WAT WORDT GEVRAAGD
1. Toon elke regel uit de vermeldingen waarin de tekenreeks "blurred" voorkomt.
2. Schrijf het vervolg van de uitspraak over de kortere pachtovereenkomst, aansluitend op de laatste getoonde zin.

ECLI:NL:CG:2018:2

Centrale Grondkamer

Datum uitspraak
9 juli 2018
Publicatiedatum
4 oktober 2023
Zaaknummer
GP 11.782
Instantie
Centrale Grondkamer
Type
Uitspraak
Rechtsgebied
Civiel recht
Procedures
  • Hoger beroep
Vindplaatsen
  • Rechtspraak.nl
AI samenvatting door LexboostAutomatisch gegenereerd

Goedkeuring van een kortere pachtovereenkomst in het kader van een sterfhuisconstructie

In deze zaak gaat het om de goedkeuring van een kortere pachtovereenkomst tussen de besloten vennootschap Landbouwbedrijf Ulingshof B.V. (hierna: pachter) en de Cisterciënzer Abdij van Onze Lieve Vrouw van de Heilige Joseph (hierna: verpachter). De pachtovereenkomst, die op 16 februari 2016 werd getekend, betreft landbouwgronden in Limburg en is aangegaan voor de duur van één jaar, met een pachtprijs van € 22.000,-- per jaar. De Centrale Grondkamer heeft in hoger beroep de goedkeuring van deze kortere duur bevestigd, ondanks het verzoek van pachter om de overeenkomst voor de wettelijke duur van zes jaren goed te keuren. De Centrale Grondkamer oordeelt dat de goedkeuring van de kortere duur gerechtvaardigd is op basis van bijzondere omstandigheden, waaronder de sterfhuisconstructie die van toepassing was op de verpachter. De pachter was zich bewust van de situatie en de mogelijkheid dat de overeenkomst niet zou worden voortgezet na het overlijden van de laatste monnik in het annex-huis. De Centrale Grondkamer concludeert dat de belangen van de landbouw niet worden geschaad door de goedkeuring van de kortere duur en bevestigt de beschikking van de grondkamer.

Uitspraak

CENTRALE GRONDKAMER
Datum: 9 juli 2018
Dossiernummer: GP 11.782
Beschikking
in de zaak van:

de besloten vennootschap Landbouwbedrijf Ulingshof B.V.,

gevestigd te Grubbenvorst,
-hierna te noemen: pachter-,
gemachtigde: mr. B. Nijman, A&S advocaten te Wageningen,
-tegen-

de Cisterciënzer Abdij van Onze Lieve Vrouw van de Heilige Joseph, Lilbosch,gevestigd te Echt,

-hierna te noemen: verpachter-,
hierna: verpachter,
gemachtigde: A.A.T. Stoffels, Arvalis juristen te Roermond.

VERMELDE ITEMS

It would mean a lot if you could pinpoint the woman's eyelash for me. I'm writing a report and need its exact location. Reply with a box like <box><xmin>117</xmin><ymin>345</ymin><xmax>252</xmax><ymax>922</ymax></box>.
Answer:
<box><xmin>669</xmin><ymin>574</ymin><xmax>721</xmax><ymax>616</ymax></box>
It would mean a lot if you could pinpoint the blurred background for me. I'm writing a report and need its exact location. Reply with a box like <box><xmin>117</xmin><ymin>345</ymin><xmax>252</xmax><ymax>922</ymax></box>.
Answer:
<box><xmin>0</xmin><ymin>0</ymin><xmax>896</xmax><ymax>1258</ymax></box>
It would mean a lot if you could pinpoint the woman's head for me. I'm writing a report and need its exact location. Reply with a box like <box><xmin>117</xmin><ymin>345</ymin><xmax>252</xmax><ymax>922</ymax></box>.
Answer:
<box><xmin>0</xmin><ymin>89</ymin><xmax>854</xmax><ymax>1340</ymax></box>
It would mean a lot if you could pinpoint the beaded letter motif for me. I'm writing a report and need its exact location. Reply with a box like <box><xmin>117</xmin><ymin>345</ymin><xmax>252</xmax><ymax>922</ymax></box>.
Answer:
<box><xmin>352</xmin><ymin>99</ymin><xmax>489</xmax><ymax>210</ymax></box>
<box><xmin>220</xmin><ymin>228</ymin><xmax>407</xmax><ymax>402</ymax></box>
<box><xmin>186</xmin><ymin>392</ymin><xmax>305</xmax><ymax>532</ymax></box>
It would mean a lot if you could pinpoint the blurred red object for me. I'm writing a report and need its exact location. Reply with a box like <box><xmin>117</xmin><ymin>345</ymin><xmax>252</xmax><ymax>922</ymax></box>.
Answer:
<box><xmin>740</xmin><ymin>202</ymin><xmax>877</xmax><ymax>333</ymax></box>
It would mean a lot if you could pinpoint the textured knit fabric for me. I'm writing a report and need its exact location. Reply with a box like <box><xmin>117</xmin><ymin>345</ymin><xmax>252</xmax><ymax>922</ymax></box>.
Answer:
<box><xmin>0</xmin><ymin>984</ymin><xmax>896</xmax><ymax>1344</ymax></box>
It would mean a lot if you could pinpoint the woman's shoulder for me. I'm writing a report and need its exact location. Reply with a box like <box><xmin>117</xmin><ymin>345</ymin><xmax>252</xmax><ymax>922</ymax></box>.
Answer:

ANTWOORDENLIJST
1.
It would mean a lot if you could pinpoint the blurred background for me. I'm writing a report and need its exact location. Reply with a box like <box><xmin>117</xmin><ymin>345</ymin><xmax>252</xmax><ymax>922</ymax></box>.
It would mean a lot if you could pinpoint the blurred red object for me. I'm writing a report and need its exact location. Reply with a box like <box><xmin>117</xmin><ymin>345</ymin><xmax>252</xmax><ymax>922</ymax></box>.

2.
Het geding in eerste aanleg

Op 24 mei 2017 is bij de grondkamer Zuid ter goedkeuring ingekomen een overeenkomst tussen partijen, getekend op 16 februari 2016 en “huurovereenkomst” genaamd, waarover partijen het eens zijn dat het een pachtovereenkomst is. De pachtovereenkomst betreft de landbouwgronden van verpachter gelegen te [plaats in de provincie Limburg] en [plaats in de provincie Limburg], volgens aan pachter ter beschikking gestelde tekeningen, met een totale oppervlakte van 60 à 61 ha, voor de duur van het kalenderjaar 2016, met een pachtprijs van € 22.000,-- per jaar. De pachtovereenkomst vermeldt onder meer “a. (…) Partijen verklaren daarna volkomen vrij te zijn tegenover elkaar en dus geen beroep te zullen doen op de Pachtwet. b. Indien deze overeenkomst na 2016 niet wordt voortgezet, zal de grondeigenaar aan de huurder betalen: de kostprijs minus afschrijving van alle te velde staande gewassen op 31 december 2016.”
De grondkamer Zuid heeft bij beschikking van 13 oktober 2017, waarvan afschrift aan partijen is verzonden op 31 oktober 2017, als volgt beslist:
“De overeenkomst wordt met inbegrip van de overeengekomen korte duur goedgekeurd.”
Genoemde beschikking van de grondkamer Zuid is in fotokopie aan deze beschikking gehecht. Daarnaar wordt verwezen voor de procesgang in eerste aanleg en de aan de beschikking ten grondslag gelegde motivering.

Het geding in hoger beroep

Pachter is bij een op 29 november 2017 ter griffie ingekomen beroepschrift in beroep gekomen van voormelde beschikking, met verzoek de pachtovereenkomst goed te keuren met de bepaling dat deze zal gelden voor de wettelijke duur.
Verpachter heeft hiertegen verweer gevoerd bij een op 27 december 2017 ter griffie ingekomen verweerschrift.
De mondelinge behandeling van het beroep heeft plaatsgevonden op 23 mei 2018. Verschenen zijn
[vertegenwoordiger van pachter] namens pachter, vergezeld van diens dochter [naam dochter] en bijgestaan door mr. Nijman, en [vertegenwoordiger van verpachter] (abt [naam van abt]) namens verpachter, bijgestaan door mr. Stoffels.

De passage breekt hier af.